- **Trecho de origem**
◆ ◆ ◆ ◆ ◆

Fazia-se isso em observância aos preceitos que Tomás Campanella julgava
necessários para o aperfeiçoamento da raça!
Ao
ser tangido, porém, o sino grande do campanário, todos se levantavam para as
suas orações matinais e iam depois tomar o primeiro alimento, isto é, o mate e
em seguida fumar.
Às
7 horas no verão, e às 8 no inverno,
todos principiavam a trabalhar: os artífices nas diversas oficinas,
sendo as mulheres nos teares.
Os
trabalhadores agrícolas reuniam-se em frente à igreja e daí partiam
encorporados para a lavoura, conduzindo em andor a imagem de Santo Izidro - o
padroeiro dos agricultores.
O
regresso e o retorno eram também feitos em procissão. Ao meio dia todos
almoçavam nas suas casas. Finda a refeição retornavam ao trabalho, até ao pôr do Sol.
Cada
casal dispunha de pequeno trecho de terra onde trabalhava para si dois dias na
semana.
A
sobra do fruto que aí colhia, não podia vendê-la - era trocada com seus irmãos
de raça ou recolhida aos depósitos da redução.

◆ ◆ ◆ ◆ ◆

- **Registros listados**
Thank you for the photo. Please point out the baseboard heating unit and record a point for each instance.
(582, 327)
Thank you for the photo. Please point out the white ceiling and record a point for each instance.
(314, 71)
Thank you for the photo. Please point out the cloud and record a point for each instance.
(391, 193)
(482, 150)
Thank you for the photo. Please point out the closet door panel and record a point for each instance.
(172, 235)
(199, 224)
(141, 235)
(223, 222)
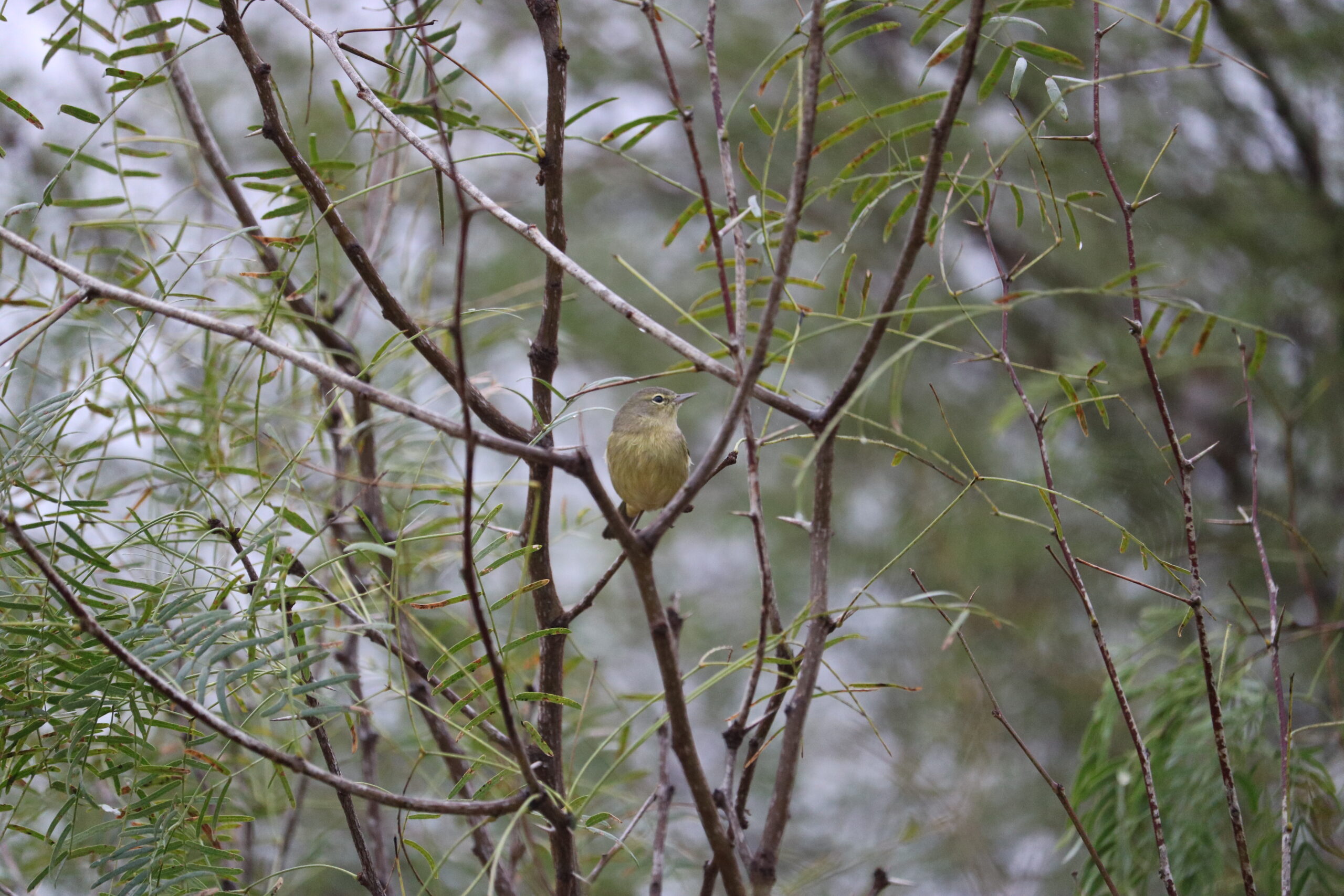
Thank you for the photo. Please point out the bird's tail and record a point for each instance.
(629, 518)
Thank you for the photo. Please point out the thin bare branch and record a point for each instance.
(1272, 645)
(766, 859)
(273, 128)
(248, 333)
(702, 361)
(1184, 472)
(916, 237)
(1076, 579)
(205, 716)
(1058, 789)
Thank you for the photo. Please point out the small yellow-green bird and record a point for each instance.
(647, 455)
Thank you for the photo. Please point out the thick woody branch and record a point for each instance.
(273, 129)
(543, 358)
(916, 237)
(505, 698)
(237, 735)
(702, 361)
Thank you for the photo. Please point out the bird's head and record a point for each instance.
(652, 405)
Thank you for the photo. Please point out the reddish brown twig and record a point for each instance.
(706, 199)
(916, 237)
(1076, 579)
(1184, 469)
(1058, 789)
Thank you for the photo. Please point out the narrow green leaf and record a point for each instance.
(1186, 16)
(88, 160)
(1203, 336)
(588, 109)
(536, 736)
(82, 114)
(1098, 405)
(915, 300)
(1018, 71)
(89, 203)
(761, 123)
(995, 73)
(898, 213)
(14, 105)
(933, 19)
(682, 220)
(1050, 54)
(1057, 97)
(1171, 331)
(844, 284)
(779, 64)
(863, 33)
(344, 105)
(1045, 498)
(144, 31)
(284, 212)
(166, 46)
(1196, 45)
(949, 46)
(1261, 345)
(531, 696)
(1073, 398)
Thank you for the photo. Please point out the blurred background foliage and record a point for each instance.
(171, 429)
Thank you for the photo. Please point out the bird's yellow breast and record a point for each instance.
(648, 464)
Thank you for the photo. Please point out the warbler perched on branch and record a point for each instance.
(647, 455)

◆ ◆ ◆ ◆ ◆

- **Requisitos**
[A] Liste o que todos faziam, segundo o texto sobre a rotina nas reduções, depois que o sino grande do campanário era tocado.
[B] De acordo com o texto sobre a rotina nas reduções, quantos dias por semana cada casal trabalhava para si no seu trecho de terra?
[C] Escreva, por favor, uma continuação do texto sobre a rotina nas reduções a partir da última frase.
Os registros não serão necessários.

- **Respostas por tarefa**
[A] Faziam as orações matinais, tomavam o primeiro alimento (o mate) e, em seguida, fumavam.

[B] Dois dias por semana.

[C]
Os
indígenas sob o domínio dos jesuítas não possuíam dinheiro.
Depois
do toque de silêncio na redução, às 8 horas no inverno, e às 9 no verão, não
era permitido o trânsito pelas ruas e ninguém saía dos seus dormitórios.
É
longa e triste a história destas reduções e das bandeiras. Todo o magnífico
trabalho dos missionários terminou quando foram
expulsos da colônia portuguesa do Brasil em 1759 através de um decreto do
Marquês de Pombal.
N.- Texto recolhido do trabalho “A Capitania de São Paulo” do
escritor, historiador e general brasileiro Emílio Fernandes de Sousa Docca (1884-1945)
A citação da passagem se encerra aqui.